Return every line below that contains the string "polygon", matching case exactly.

[Records from a data source]
%%

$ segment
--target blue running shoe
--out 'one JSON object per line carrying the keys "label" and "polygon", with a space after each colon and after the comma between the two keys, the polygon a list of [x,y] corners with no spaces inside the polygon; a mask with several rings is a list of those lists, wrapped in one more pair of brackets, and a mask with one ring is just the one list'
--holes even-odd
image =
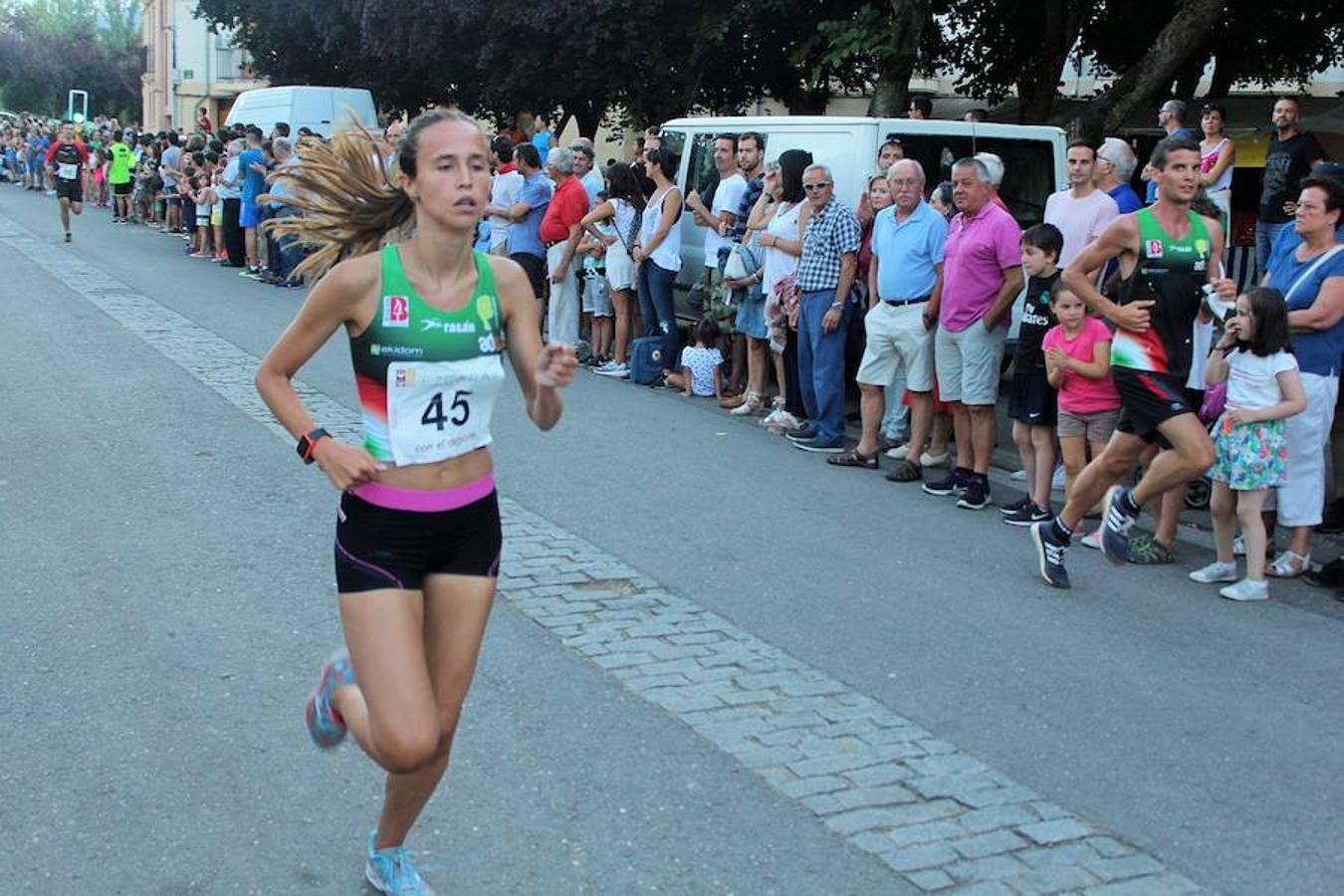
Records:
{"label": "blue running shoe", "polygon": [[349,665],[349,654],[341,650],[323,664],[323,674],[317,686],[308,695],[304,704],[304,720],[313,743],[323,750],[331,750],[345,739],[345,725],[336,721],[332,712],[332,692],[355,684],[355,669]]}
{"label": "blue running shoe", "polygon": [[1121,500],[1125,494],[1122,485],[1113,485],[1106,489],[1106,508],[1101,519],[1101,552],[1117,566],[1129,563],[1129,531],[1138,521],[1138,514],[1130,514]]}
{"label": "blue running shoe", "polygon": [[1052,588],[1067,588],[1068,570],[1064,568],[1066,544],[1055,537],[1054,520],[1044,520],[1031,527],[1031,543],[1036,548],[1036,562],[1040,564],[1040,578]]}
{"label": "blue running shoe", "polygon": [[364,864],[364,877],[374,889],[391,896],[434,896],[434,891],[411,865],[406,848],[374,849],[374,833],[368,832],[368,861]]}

%%
%%

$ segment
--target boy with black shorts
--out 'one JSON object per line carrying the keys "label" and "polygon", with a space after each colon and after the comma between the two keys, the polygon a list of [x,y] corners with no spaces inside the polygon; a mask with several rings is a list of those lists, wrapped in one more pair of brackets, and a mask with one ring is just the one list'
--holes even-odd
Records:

%%

» THE ANSWER:
--out 'one JSON object per line carrying the keys "label" and "polygon", with a space after each colon and after the comma between the two keys, the polygon a list of [x,y] corners with no spaces inside the polygon; a mask with several rings is a list of those lists, wrapped in one more pair of brackets, and a mask with one ring is just the one list'
{"label": "blue running shoe", "polygon": [[349,665],[349,654],[341,650],[323,664],[323,674],[317,686],[308,695],[304,704],[304,720],[313,743],[323,750],[331,750],[345,739],[345,725],[336,721],[332,712],[332,692],[355,684],[355,669]]}
{"label": "blue running shoe", "polygon": [[1121,500],[1125,494],[1122,485],[1113,485],[1106,489],[1106,508],[1101,519],[1101,552],[1117,566],[1129,563],[1129,531],[1138,521],[1138,514],[1130,514]]}
{"label": "blue running shoe", "polygon": [[1052,588],[1067,588],[1068,570],[1064,568],[1066,544],[1055,537],[1054,520],[1044,520],[1031,527],[1031,543],[1036,548],[1036,562],[1040,564],[1040,578]]}
{"label": "blue running shoe", "polygon": [[364,864],[364,877],[374,889],[391,896],[434,896],[434,891],[411,865],[406,848],[374,849],[374,833],[368,832],[368,861]]}
--out 'one JSON object per line carrying the keys "label" and "polygon", with a space after each colon and after the comma between the two keys, the polygon a list of [x,y] corners with no spaces inside the polygon; a mask with several rings is a list of those lists, wrapped in one more pair of brackets, and a mask with one ring is just the one list'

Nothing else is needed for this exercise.